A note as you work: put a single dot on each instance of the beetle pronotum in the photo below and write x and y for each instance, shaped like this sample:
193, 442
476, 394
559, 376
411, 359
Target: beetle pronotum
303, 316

= = = = =

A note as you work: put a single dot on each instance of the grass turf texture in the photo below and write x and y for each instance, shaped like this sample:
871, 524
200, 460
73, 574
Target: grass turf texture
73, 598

= = = = =

Pull out every line of the listing above that contains the string "turf". Case matters.

A note as you work: put a single dot on each instance of the grass turf texture in the photo below and write x and y for each instance, shaped like this sample:
Target: grass turf texture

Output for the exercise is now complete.